Data supplied START

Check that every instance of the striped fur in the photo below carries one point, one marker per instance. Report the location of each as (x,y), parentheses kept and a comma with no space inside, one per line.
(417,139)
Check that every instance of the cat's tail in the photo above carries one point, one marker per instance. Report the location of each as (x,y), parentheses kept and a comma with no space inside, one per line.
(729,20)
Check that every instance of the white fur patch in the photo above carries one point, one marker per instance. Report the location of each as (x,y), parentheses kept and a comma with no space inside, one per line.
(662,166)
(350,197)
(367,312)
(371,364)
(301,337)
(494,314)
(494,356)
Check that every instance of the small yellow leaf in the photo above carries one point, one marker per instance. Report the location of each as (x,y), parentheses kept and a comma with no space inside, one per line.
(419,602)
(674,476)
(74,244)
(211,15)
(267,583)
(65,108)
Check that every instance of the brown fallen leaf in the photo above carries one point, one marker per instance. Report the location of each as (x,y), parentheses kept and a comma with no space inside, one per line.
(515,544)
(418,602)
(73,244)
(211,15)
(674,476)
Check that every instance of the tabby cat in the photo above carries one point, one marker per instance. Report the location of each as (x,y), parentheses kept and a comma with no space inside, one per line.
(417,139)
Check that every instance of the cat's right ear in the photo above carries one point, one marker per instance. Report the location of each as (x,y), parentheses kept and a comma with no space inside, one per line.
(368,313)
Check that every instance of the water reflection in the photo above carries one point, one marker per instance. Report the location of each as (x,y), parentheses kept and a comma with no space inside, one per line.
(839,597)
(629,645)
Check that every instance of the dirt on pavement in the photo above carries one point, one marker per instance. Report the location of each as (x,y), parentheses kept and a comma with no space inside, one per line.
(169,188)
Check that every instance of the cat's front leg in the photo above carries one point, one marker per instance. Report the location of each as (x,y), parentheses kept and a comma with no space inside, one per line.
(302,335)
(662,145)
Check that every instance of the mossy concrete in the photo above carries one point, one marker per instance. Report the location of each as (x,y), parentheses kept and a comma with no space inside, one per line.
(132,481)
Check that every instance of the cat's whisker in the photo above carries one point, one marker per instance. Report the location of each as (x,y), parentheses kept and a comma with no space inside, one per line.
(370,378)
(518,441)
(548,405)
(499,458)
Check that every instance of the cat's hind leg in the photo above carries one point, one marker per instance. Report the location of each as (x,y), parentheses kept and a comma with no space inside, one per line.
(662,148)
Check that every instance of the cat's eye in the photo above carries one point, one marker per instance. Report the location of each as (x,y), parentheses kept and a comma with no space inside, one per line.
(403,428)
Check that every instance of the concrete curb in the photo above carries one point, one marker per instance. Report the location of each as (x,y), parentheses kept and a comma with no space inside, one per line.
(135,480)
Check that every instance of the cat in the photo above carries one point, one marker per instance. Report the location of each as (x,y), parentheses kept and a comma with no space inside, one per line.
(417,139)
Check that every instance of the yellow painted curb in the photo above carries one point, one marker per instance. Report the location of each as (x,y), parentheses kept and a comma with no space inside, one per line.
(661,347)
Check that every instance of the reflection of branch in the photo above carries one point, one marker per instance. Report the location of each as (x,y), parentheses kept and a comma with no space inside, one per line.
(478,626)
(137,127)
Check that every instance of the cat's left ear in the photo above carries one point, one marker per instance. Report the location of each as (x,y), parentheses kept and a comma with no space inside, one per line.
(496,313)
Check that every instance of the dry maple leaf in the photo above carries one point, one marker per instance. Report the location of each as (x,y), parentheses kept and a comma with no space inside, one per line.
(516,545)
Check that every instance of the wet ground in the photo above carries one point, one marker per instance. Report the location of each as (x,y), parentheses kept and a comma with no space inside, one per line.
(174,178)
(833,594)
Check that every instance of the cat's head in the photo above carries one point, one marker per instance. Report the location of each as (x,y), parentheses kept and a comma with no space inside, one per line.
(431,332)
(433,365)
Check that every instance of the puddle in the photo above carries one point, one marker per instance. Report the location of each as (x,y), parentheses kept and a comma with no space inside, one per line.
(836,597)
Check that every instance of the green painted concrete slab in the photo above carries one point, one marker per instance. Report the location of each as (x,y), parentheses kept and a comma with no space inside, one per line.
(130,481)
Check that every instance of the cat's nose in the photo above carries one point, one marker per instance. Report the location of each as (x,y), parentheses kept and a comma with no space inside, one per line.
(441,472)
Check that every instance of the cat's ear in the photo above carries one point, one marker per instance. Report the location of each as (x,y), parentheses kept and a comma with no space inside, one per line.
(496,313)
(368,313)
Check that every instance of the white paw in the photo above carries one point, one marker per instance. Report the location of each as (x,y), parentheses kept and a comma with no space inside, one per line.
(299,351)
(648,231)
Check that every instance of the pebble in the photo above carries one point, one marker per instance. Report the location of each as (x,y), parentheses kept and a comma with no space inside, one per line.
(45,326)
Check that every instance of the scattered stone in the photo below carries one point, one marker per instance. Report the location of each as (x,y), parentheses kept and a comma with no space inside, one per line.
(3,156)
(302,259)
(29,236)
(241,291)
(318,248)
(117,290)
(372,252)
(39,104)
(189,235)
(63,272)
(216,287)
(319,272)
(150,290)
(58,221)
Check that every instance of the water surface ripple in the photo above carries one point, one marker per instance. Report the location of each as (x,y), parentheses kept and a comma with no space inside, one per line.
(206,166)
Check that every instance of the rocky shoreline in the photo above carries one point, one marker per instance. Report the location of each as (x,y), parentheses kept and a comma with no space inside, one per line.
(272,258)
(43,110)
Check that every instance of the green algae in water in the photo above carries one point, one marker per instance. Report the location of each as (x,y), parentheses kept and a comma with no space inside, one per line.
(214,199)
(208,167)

Data supplied END

* [Work request]: Retype the line containing "Check that every instance of the scattered" and each line after it through the end of the listing, exactly, leaving out everything else.

* [Problem solution]:
Check that every instance of the scattered stone in the photo below carries one point, one marker per instance. Report the location of each as (x,y), parentheses kept and a comma with no space inside, one per line.
(3,156)
(302,259)
(29,236)
(241,291)
(318,248)
(117,290)
(372,252)
(39,104)
(189,235)
(63,272)
(216,287)
(319,272)
(150,290)
(58,221)
Check that every instance of the water surface ripple in the photo above carries one point, one marker per instance. Report the location of each as (x,y), parentheses kept and a comma with no space inside, one per line.
(206,166)
Check that every instance of the rocky shoreline in the photo above carries one point, one marker per instance. Report the location of each as (x,y), parentheses kept and a comma with no space inside, one per line.
(272,258)
(43,110)
Check that every instance of the green algae in water in the photo above carries one point, one marker per instance. Report the location of each as (x,y), parentheses kept and a comma with no space inside, one per line.
(214,199)
(208,167)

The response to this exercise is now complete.